● What to do:
1) List the moves that, according to the passage on bargaining, skilled bargainers see more than.
2) Rewrite the section of the passage on bargaining that opens with the words containing "In this chapter, I’m" and closes with "the surface.", changing "bargaining table" to "negotiating table".
3) Continue the passage on bargaining from its last sentence.

● Source:
▬▬▬
In this chapter, I’m going to explain the tactics that make
up  the  bargaining  process,  and  look  at  how  psychological
dynamics  determine  which  tactics  should  be  used  and  how
they should be implemented.
Now, bargaining is not rocket science, but it’s not simple
intuition  or  mathematics,  either. To  bargain  well,  you  need
to  shed  your  assumptions  about  the  haggling  process  and
learn  to  recognize  the  subtle  psychological  strategies  that
play vital roles at the bargaining table. Skilled bargainers see
more  than  just  opening  offers,  counteroffers,  and  closing
moves. They  see  the  psychological  currents  that  run  below
the surface.
Once you’ve learned to identify these currents, you’ll be
able  to  “read”  bargaining  situations  more  accurately  and
confidently  answer  the  tactical  questions  that  dog  even  the
best negotiators.
▬▬▬
● Data lines:
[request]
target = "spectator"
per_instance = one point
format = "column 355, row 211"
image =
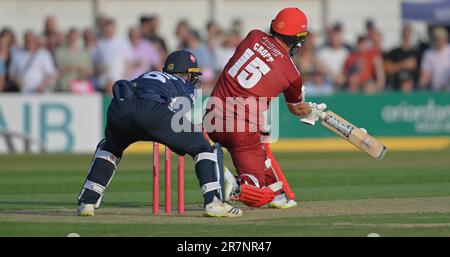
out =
column 401, row 64
column 89, row 40
column 224, row 52
column 2, row 75
column 111, row 58
column 32, row 68
column 374, row 35
column 150, row 31
column 205, row 59
column 53, row 39
column 435, row 68
column 7, row 49
column 306, row 60
column 182, row 31
column 144, row 55
column 215, row 35
column 364, row 68
column 333, row 58
column 319, row 85
column 75, row 66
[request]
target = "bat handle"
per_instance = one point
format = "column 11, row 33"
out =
column 322, row 115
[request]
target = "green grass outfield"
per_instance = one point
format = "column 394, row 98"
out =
column 340, row 194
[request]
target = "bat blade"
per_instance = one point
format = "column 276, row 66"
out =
column 354, row 135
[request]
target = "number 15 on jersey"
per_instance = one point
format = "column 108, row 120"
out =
column 253, row 71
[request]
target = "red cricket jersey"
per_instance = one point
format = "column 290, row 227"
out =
column 260, row 67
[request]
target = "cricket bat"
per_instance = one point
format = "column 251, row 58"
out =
column 353, row 134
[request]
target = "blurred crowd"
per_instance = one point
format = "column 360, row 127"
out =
column 90, row 60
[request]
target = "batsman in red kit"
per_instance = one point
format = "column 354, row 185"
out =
column 261, row 68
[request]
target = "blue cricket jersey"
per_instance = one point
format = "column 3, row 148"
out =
column 163, row 87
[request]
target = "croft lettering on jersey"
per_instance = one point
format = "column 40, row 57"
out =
column 263, row 52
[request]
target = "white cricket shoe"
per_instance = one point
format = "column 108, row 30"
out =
column 219, row 209
column 231, row 184
column 282, row 202
column 86, row 210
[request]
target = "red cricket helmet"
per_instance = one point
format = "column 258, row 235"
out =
column 291, row 25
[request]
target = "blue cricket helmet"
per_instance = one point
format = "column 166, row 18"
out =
column 181, row 62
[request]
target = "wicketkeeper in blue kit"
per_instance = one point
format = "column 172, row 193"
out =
column 142, row 110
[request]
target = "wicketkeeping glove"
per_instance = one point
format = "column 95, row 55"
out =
column 316, row 113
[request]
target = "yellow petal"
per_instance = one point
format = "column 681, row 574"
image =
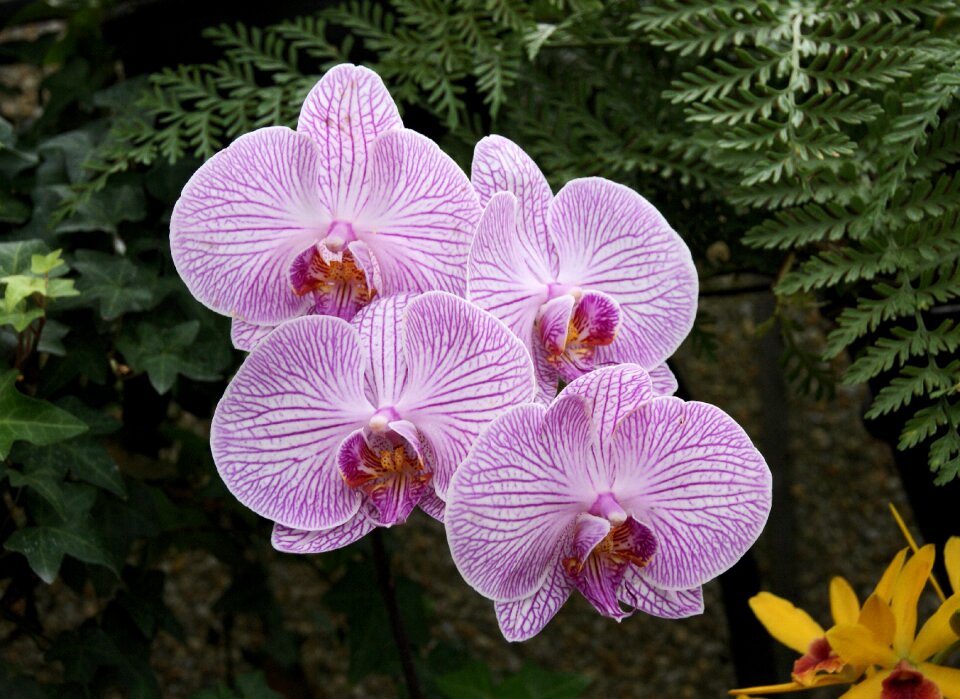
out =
column 844, row 605
column 823, row 681
column 906, row 594
column 951, row 559
column 936, row 634
column 791, row 626
column 857, row 645
column 768, row 689
column 947, row 679
column 885, row 586
column 877, row 616
column 870, row 688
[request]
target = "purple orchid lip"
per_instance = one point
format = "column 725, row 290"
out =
column 532, row 250
column 328, row 422
column 630, row 498
column 321, row 220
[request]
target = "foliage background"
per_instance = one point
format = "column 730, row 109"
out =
column 806, row 145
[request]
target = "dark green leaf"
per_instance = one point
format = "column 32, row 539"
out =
column 45, row 545
column 116, row 282
column 31, row 420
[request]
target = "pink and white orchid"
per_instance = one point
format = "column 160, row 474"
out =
column 321, row 220
column 591, row 277
column 332, row 428
column 629, row 498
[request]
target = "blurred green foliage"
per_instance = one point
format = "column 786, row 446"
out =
column 817, row 140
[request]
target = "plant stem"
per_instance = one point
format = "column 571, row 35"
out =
column 385, row 581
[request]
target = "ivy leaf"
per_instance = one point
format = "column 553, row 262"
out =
column 46, row 545
column 20, row 319
column 44, row 481
column 87, row 459
column 116, row 282
column 16, row 257
column 166, row 352
column 31, row 420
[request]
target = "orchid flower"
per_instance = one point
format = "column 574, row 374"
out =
column 631, row 499
column 321, row 220
column 591, row 277
column 332, row 428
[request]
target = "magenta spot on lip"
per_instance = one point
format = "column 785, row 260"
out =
column 555, row 289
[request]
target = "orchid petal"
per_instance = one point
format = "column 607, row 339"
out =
column 869, row 688
column 525, row 618
column 844, row 606
column 947, row 679
column 505, row 274
column 951, row 560
column 242, row 219
column 787, row 623
column 636, row 591
column 554, row 323
column 433, row 505
column 906, row 595
column 322, row 540
column 857, row 645
column 380, row 327
column 611, row 239
column 936, row 633
column 499, row 165
column 663, row 381
column 246, row 336
column 344, row 112
column 510, row 508
column 421, row 215
column 877, row 617
column 464, row 368
column 277, row 428
column 691, row 472
column 613, row 392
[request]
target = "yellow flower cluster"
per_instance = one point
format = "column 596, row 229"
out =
column 874, row 648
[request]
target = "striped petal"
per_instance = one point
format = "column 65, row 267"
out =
column 464, row 369
column 636, row 591
column 246, row 336
column 611, row 239
column 380, row 327
column 322, row 540
column 690, row 472
column 663, row 380
column 525, row 618
column 613, row 393
column 276, row 431
column 242, row 219
column 509, row 508
column 421, row 215
column 505, row 271
column 343, row 114
column 499, row 165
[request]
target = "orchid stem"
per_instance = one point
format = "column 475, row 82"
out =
column 385, row 581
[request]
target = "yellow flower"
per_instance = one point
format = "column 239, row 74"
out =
column 881, row 633
column 885, row 636
column 818, row 665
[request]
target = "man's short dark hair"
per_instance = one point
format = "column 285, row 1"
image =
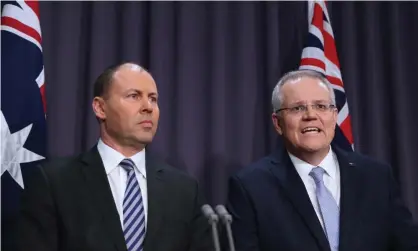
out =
column 104, row 80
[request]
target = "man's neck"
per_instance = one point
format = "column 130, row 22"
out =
column 125, row 150
column 313, row 158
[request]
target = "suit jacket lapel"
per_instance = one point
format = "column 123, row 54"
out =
column 155, row 187
column 98, row 184
column 351, row 183
column 295, row 190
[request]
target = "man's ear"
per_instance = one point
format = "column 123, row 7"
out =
column 99, row 108
column 276, row 122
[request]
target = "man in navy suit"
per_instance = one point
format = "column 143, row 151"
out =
column 312, row 195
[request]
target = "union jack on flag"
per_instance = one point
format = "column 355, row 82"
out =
column 320, row 54
column 23, row 109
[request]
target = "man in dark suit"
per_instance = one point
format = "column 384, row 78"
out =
column 311, row 195
column 115, row 196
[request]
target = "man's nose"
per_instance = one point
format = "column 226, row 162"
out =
column 310, row 113
column 146, row 105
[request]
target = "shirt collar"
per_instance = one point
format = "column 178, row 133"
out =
column 304, row 168
column 112, row 158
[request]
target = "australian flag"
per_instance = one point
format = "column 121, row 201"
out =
column 320, row 54
column 23, row 110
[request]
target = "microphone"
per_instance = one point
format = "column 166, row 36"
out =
column 213, row 221
column 226, row 218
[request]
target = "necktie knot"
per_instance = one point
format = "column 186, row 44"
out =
column 317, row 173
column 127, row 164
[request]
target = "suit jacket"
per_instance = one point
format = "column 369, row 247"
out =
column 272, row 211
column 68, row 205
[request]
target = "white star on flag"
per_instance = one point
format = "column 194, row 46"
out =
column 12, row 151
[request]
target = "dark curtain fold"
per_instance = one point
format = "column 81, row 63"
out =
column 216, row 64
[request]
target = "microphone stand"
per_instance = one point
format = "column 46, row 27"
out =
column 227, row 220
column 213, row 221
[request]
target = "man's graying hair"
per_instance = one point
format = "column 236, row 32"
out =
column 277, row 97
column 105, row 79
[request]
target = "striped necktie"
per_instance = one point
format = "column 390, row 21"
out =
column 328, row 206
column 133, row 210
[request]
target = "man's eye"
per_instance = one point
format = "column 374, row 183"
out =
column 297, row 108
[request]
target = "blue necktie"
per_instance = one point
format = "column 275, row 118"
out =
column 133, row 210
column 328, row 207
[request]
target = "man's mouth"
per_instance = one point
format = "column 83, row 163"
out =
column 311, row 130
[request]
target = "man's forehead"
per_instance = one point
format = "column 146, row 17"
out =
column 133, row 72
column 304, row 84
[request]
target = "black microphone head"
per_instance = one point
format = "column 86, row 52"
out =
column 209, row 213
column 223, row 213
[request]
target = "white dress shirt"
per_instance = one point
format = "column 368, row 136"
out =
column 117, row 175
column 331, row 178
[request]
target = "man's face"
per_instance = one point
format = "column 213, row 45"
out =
column 311, row 130
column 130, row 108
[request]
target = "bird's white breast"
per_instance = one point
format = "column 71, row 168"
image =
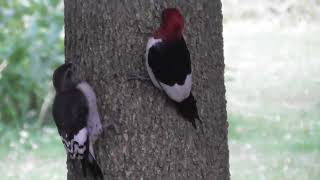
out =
column 178, row 92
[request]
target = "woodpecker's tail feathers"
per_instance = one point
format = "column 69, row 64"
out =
column 188, row 109
column 95, row 168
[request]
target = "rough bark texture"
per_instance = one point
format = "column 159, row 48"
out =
column 106, row 40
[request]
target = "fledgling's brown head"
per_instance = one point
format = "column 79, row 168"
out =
column 171, row 26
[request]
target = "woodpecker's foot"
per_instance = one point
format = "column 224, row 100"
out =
column 141, row 77
column 113, row 125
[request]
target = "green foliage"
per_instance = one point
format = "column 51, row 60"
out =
column 31, row 45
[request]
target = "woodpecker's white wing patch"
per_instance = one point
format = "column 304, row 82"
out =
column 178, row 92
column 76, row 147
column 151, row 42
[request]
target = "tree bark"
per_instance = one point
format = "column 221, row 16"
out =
column 106, row 40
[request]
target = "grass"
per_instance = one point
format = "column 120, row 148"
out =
column 273, row 84
column 31, row 154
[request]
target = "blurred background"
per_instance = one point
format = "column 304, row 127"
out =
column 272, row 75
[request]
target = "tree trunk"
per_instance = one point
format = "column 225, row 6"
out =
column 106, row 40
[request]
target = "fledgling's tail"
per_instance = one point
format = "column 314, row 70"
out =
column 188, row 109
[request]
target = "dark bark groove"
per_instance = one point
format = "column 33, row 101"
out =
column 106, row 40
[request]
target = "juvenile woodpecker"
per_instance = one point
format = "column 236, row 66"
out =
column 77, row 119
column 169, row 66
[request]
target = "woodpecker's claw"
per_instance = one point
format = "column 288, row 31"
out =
column 138, row 77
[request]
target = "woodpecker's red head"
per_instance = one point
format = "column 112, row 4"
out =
column 171, row 25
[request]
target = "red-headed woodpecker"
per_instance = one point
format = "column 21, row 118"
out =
column 168, row 63
column 77, row 119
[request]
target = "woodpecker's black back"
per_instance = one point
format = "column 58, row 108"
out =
column 70, row 112
column 170, row 61
column 171, row 65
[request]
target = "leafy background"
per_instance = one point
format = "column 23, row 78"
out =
column 272, row 51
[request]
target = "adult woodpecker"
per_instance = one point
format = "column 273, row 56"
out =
column 168, row 64
column 77, row 119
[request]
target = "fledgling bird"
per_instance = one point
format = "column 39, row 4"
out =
column 77, row 119
column 169, row 66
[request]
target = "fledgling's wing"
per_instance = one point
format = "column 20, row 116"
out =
column 70, row 115
column 169, row 63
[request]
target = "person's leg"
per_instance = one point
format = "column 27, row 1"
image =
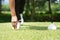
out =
column 19, row 10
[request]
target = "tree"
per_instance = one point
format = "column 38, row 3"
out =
column 0, row 6
column 32, row 9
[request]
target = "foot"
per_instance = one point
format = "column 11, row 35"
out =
column 21, row 21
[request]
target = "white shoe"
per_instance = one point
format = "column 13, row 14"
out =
column 21, row 21
column 18, row 25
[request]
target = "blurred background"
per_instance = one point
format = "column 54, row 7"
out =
column 34, row 10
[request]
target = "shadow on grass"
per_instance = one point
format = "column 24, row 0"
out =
column 34, row 28
column 38, row 28
column 5, row 18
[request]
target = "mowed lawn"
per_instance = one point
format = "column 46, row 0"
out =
column 30, row 31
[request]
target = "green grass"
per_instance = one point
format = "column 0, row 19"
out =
column 29, row 31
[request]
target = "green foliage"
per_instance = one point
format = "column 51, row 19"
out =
column 30, row 31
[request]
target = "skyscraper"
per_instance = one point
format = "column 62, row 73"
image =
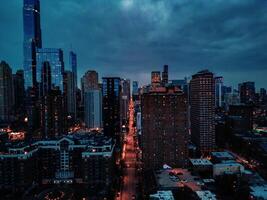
▬▬▬
● Task answers:
1) opening offers, counteroffers, closing moves

2)
In this chapter, I’m going to explain the tactics that make
up  the  bargaining  process,  and  look  at  how  psychological
dynamics  determine  which  tactics  should  be  used  and  how
they should be implemented.
Now, bargaining is not rocket science, but it’s not simple
intuition  or  mathematics,  either. To  bargain  well,  you  need
to  shed  your  assumptions  about  the  haggling  process  and
learn  to  recognize  the  subtle  psychological  strategies  that
play vital roles at the negotiating table. Skilled bargainers see
more  than  just  opening  offers,  counteroffers,  and  closing
moves. They  see  the  psychological  currents  that  run  below
the surface.

3)
You’ll  be  ready  for  the  “bare-knuckle  bargaining.” And

they’ll never see it coming.
WHAT TYPE ARE YOU?
A  few  years  ago  I  was  on  my  boat  with  one  of  my
employees,  a  great  guy  named  Keenon;  I  was  supposed  to
be giving him a pep talk and performance review.
“When  I  think  of  what  we  do,  I  describe  it  as
‘uncovering the riptide,’” I said.
“Uncovering the riptide,” Keenon said.
“Yes, the idea is that we—you and I and everyone here
—have the skills to identify the psychological forces that are
pulling us away from shore and use them to get somewhere
more productive.”
“Somewhere more productive,” Keenon said.
“Exactly,” I said. “To a place where we can . . .”
We had talked for about forty-five minutes when my son
Brandon,  who  runs  operations  for The  Black  Swan  Group,
broke out laughing.
“I  can’t  take  it  anymore!  Don’t  you  see?  Really,  Dad,
don’t you see?”
I blinked. Did I see what? I asked him.
“All  Keenon  is  doing  is  mirroring  you.  And  he’s  been
doing it for almost an hour.”
“Oh,”  I  said,  my  face  going  red  as  Keenon  began  to
laugh.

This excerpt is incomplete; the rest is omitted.